#### DATA FOR THIS TASK

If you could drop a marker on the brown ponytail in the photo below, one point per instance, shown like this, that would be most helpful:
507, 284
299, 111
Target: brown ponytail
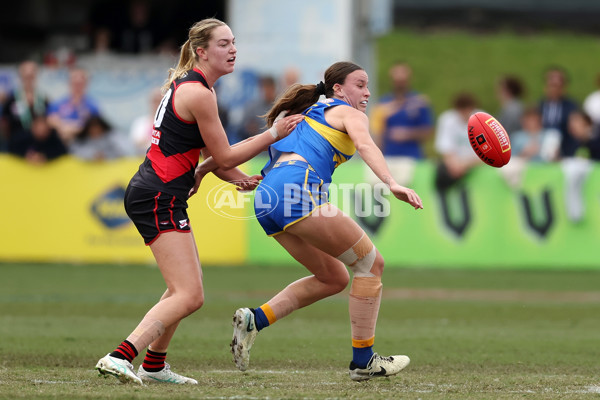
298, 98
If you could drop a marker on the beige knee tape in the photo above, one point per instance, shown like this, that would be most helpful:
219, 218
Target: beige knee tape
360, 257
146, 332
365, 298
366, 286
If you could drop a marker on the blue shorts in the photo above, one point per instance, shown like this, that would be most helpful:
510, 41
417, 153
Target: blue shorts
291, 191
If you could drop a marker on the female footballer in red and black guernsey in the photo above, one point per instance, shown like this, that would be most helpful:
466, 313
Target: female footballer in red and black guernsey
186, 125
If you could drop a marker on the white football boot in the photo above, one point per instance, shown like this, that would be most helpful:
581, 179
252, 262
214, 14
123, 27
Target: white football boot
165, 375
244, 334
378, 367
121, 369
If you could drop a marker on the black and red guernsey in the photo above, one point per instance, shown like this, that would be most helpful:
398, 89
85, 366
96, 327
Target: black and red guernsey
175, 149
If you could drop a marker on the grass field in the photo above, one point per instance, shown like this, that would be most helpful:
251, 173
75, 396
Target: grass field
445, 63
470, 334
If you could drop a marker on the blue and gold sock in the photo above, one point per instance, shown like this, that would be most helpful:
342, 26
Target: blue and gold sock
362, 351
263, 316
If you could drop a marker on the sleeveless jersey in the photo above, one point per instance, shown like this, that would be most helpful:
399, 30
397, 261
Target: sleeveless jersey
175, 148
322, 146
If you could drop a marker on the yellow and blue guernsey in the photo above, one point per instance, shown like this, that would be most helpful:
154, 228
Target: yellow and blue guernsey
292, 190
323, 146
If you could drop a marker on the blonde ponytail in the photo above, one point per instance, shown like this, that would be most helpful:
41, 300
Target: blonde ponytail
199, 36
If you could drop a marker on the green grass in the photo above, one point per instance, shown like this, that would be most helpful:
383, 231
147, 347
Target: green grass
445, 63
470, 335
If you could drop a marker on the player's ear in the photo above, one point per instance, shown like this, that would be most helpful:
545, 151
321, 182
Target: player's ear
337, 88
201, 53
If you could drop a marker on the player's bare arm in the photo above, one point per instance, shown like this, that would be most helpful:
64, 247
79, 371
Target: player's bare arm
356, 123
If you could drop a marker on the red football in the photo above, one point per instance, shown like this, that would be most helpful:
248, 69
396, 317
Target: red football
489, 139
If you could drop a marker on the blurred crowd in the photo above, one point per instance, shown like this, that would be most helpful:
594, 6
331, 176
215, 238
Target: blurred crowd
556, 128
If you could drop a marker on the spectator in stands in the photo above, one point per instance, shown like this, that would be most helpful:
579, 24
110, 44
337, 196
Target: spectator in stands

########
#### DATA FOR THIS TASK

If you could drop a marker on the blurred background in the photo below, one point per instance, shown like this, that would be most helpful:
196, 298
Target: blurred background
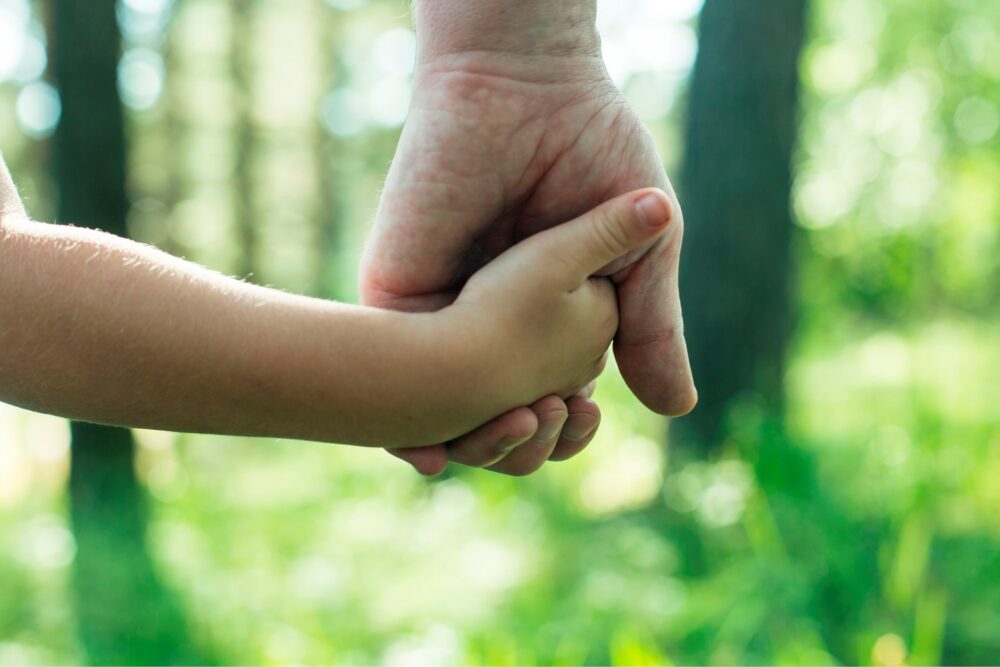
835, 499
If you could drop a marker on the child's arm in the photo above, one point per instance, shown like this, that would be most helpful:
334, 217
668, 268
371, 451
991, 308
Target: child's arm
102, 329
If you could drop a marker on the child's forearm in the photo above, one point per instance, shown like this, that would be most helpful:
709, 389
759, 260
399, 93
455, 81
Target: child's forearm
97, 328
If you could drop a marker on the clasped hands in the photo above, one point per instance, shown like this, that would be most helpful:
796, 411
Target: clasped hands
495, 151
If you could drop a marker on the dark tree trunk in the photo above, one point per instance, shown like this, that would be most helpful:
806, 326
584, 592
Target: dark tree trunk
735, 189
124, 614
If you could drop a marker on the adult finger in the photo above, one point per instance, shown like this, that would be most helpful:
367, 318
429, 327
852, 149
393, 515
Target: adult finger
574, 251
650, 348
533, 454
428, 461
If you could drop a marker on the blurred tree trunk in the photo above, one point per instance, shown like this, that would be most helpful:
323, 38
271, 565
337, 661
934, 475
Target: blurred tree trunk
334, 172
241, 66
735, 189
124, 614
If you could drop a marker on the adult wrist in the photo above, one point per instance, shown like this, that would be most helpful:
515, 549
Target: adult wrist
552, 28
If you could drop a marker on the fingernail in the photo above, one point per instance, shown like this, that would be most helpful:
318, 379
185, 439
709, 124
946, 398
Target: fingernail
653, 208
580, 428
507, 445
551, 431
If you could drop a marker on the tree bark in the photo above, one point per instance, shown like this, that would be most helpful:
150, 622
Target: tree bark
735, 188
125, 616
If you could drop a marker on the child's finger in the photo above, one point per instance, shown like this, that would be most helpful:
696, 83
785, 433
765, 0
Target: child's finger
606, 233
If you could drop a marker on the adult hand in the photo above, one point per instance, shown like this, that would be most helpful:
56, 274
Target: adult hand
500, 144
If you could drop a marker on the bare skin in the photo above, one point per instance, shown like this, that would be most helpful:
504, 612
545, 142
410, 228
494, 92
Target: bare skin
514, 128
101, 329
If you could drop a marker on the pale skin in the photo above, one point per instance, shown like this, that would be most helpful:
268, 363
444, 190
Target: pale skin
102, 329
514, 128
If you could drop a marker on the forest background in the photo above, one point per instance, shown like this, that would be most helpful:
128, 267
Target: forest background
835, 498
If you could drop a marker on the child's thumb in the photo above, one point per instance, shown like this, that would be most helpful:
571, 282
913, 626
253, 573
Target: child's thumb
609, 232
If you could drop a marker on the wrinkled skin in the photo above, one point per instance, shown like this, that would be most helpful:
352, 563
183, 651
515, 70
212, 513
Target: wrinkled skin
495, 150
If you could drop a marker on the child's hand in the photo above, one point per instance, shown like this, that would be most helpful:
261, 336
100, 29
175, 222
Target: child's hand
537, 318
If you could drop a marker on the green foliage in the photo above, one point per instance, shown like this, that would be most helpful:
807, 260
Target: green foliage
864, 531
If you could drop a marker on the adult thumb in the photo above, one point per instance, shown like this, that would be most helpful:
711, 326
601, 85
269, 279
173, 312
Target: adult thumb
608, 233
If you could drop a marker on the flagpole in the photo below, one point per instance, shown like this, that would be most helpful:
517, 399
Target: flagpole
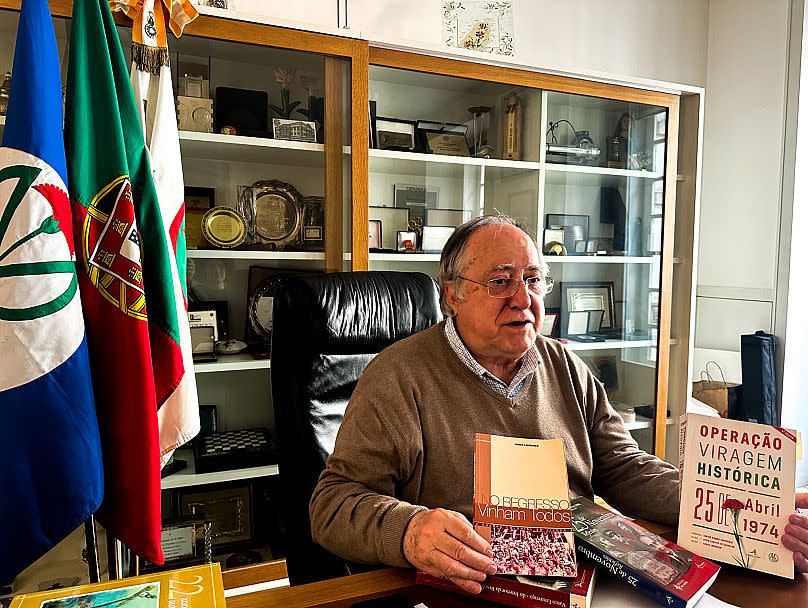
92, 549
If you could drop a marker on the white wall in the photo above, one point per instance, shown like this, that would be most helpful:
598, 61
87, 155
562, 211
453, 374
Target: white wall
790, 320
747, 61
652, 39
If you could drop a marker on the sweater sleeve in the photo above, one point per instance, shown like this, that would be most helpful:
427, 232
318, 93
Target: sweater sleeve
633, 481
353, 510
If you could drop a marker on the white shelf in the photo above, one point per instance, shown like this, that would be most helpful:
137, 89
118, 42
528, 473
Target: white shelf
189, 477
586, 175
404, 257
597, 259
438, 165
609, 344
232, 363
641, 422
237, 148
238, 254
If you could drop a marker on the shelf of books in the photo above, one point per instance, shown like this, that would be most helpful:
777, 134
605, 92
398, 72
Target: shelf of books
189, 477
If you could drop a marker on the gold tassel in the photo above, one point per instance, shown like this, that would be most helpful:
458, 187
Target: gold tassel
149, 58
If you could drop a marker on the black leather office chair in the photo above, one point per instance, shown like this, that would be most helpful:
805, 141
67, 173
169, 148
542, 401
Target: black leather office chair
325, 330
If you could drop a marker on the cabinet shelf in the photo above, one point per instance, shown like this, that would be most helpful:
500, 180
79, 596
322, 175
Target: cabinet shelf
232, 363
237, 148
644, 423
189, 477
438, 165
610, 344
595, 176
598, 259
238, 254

########
#### DATA FOR THIS TASK

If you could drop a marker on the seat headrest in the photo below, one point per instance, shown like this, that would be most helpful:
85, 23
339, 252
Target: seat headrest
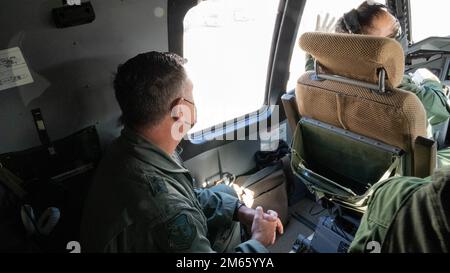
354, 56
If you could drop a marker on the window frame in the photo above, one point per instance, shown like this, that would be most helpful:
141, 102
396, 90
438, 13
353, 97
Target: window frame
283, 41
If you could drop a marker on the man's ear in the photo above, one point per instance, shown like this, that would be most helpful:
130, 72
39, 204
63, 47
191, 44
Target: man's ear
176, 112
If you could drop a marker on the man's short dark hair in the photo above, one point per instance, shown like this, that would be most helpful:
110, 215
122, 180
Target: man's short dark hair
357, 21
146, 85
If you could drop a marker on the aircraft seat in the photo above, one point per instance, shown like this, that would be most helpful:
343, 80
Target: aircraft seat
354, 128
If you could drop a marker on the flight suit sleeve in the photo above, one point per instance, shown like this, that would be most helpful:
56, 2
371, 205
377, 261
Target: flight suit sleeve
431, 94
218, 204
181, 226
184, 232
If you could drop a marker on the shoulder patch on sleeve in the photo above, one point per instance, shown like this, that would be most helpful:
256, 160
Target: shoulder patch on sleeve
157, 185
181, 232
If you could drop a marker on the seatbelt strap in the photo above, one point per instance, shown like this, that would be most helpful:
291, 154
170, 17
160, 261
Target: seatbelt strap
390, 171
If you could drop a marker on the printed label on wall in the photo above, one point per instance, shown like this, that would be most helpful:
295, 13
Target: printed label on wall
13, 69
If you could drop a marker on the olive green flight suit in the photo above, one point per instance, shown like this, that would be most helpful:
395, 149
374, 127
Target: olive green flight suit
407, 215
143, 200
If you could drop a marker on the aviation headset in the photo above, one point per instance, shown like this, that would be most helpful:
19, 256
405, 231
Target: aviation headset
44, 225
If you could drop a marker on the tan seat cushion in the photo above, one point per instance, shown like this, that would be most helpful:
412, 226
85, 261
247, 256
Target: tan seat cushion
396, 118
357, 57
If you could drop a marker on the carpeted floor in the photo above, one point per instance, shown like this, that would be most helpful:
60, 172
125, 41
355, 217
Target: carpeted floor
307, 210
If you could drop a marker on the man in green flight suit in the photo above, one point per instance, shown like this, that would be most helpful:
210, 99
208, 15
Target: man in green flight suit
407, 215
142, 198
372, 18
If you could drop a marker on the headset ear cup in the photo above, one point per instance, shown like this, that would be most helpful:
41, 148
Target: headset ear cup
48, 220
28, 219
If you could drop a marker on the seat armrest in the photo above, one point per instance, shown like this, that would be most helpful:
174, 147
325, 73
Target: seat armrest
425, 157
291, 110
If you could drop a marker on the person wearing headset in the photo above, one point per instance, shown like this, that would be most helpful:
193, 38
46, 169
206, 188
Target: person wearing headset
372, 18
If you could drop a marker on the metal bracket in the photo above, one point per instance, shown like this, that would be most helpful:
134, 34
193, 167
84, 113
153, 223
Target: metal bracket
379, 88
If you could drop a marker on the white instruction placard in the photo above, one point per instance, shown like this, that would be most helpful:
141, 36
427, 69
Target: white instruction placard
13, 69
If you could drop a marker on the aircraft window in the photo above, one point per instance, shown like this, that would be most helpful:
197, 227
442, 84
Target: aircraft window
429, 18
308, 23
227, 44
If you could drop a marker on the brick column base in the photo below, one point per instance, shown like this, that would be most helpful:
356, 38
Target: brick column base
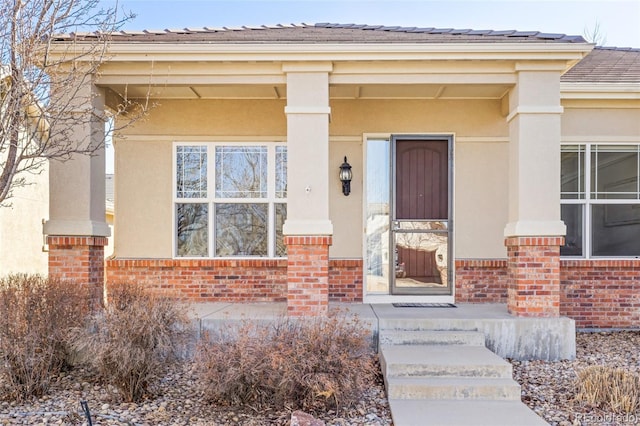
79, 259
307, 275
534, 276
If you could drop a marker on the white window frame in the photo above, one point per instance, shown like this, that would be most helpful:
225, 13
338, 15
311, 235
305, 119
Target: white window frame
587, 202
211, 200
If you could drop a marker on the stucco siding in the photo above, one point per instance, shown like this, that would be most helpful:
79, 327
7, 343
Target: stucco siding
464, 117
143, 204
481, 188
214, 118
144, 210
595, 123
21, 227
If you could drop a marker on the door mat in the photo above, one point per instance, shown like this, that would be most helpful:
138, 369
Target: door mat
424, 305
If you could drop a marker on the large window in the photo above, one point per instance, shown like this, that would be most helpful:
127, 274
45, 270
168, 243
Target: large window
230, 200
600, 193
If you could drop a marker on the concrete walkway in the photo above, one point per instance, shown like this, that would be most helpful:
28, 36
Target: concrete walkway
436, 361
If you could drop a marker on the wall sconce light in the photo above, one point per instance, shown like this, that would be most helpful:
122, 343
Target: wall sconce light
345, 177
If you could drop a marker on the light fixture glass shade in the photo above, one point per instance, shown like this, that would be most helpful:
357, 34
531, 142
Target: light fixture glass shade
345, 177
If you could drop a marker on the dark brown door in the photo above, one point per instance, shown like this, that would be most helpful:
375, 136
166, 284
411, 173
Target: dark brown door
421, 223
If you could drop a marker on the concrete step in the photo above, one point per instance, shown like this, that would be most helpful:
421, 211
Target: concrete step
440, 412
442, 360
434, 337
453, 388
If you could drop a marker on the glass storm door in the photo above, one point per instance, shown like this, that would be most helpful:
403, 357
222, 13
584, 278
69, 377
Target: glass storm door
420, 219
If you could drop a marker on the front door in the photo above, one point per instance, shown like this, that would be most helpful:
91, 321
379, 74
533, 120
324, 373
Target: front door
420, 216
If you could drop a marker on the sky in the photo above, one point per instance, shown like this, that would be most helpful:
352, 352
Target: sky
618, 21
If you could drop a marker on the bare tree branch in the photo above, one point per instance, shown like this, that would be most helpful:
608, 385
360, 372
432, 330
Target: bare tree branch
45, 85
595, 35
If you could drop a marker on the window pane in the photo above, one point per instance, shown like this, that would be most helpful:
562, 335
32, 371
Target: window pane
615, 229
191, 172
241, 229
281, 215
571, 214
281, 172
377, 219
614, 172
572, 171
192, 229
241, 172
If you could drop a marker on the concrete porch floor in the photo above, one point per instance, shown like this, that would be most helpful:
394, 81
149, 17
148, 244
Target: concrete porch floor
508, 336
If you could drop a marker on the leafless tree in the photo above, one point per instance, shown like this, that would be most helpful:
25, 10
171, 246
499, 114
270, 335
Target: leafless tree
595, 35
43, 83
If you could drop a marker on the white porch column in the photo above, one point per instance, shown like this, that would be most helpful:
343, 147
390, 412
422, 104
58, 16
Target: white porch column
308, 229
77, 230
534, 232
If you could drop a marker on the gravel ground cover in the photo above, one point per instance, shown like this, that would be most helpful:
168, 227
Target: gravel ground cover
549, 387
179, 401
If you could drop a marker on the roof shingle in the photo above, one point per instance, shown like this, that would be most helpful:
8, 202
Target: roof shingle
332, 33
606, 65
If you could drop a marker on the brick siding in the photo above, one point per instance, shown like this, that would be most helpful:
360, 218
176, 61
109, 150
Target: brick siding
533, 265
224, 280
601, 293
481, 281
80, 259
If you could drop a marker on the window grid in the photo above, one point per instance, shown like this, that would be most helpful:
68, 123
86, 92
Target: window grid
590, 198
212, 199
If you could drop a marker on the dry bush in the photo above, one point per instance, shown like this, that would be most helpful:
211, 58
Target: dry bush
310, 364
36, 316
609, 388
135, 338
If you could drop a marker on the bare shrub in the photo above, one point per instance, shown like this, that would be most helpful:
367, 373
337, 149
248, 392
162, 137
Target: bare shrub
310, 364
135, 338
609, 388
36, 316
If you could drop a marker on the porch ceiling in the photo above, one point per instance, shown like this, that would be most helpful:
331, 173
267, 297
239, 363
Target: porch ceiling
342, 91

########

=== WHAT YOU NEED TO DO ===
Please write out the lines of the entries from the line with "If you could drop a marker on the blurred crowd" to the line with "Target: spectator in stands", including both of those lines, without changing anything.

=== WORKED SOLUTION ===
If you could drop a marker on the blurred crowd in the photo above, one point per instance, shown like this, that would be most helpful:
594, 6
331, 176
215, 238
Target: blurred crowd
556, 128
If you could drop a marker on the spectator in stands in the photo above, one point per instance, shown like this, that would be most helpful:
579, 24
110, 44
337, 196
Target: spectator in stands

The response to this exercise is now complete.